[Point annotation dataset records]
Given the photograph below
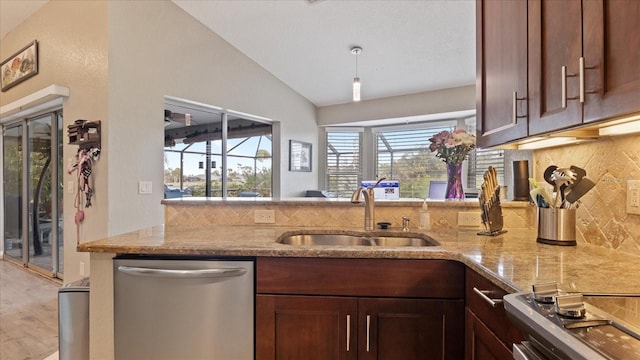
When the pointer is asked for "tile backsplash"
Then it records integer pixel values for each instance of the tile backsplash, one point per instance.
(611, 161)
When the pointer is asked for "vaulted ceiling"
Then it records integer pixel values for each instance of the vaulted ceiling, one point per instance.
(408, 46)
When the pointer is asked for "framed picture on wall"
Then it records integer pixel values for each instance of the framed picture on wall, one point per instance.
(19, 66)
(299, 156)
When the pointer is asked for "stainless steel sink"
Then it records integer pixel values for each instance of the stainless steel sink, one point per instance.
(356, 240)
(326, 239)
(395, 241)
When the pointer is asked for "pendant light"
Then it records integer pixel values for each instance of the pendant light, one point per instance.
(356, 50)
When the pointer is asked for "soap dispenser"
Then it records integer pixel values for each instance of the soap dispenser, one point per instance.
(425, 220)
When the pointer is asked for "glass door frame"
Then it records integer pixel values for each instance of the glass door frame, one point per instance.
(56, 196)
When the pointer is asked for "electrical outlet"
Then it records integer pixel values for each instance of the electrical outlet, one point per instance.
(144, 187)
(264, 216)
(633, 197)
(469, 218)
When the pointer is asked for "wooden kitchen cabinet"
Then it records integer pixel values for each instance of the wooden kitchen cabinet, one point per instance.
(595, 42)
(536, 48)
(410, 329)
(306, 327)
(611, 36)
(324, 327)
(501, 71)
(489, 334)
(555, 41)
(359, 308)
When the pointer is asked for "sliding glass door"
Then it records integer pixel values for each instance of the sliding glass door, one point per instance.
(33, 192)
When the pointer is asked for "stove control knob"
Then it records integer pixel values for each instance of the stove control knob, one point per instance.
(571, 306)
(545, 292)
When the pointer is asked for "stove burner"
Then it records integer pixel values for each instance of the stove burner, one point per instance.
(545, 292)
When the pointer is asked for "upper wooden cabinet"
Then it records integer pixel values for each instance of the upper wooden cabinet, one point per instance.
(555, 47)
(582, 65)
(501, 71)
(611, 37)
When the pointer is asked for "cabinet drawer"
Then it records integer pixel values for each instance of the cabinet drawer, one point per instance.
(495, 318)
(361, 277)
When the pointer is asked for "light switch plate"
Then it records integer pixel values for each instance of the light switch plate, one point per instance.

...

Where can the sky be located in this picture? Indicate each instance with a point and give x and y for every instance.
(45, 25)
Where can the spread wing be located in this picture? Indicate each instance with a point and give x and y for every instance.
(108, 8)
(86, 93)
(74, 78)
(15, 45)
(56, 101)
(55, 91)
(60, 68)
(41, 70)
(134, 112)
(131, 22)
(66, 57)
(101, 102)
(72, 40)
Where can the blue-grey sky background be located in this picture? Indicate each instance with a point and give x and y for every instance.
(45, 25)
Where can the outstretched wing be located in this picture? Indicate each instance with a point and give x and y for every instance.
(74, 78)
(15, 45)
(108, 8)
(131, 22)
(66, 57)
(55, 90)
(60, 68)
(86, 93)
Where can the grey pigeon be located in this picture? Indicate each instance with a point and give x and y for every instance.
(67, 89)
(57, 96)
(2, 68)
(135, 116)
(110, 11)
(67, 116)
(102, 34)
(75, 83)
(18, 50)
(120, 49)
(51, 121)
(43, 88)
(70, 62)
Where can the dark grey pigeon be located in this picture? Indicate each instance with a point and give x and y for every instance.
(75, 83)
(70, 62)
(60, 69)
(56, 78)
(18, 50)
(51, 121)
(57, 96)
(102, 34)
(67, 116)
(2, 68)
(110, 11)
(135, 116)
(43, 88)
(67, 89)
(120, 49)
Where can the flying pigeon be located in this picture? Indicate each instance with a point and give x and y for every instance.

#### [What the task requires]
Format the data above as a numbered list, starting at the line containing "Where can the grey" and ending at the line containing "Where can the flying", with blank lines left out.

#### [Solved problem]
1. Where can the grey pigeon be located in this picture? Indicate each instance with a point and give x and y for every instance.
2. (67, 89)
3. (57, 96)
4. (2, 68)
5. (135, 116)
6. (110, 11)
7. (67, 116)
8. (102, 34)
9. (75, 83)
10. (18, 50)
11. (120, 49)
12. (51, 121)
13. (43, 88)
14. (70, 62)
15. Where can the dark grey pigeon be located in this picture? Indicate each instance with a point and give x and y for every instance.
16. (75, 83)
17. (70, 62)
18. (60, 69)
19. (56, 78)
20. (18, 50)
21. (51, 121)
22. (57, 96)
23. (102, 34)
24. (67, 116)
25. (2, 68)
26. (110, 11)
27. (135, 116)
28. (43, 88)
29. (67, 89)
30. (120, 49)
31. Where can the flying pigeon be located in this picture? Indicate each instance with a point and give x and y for every instance.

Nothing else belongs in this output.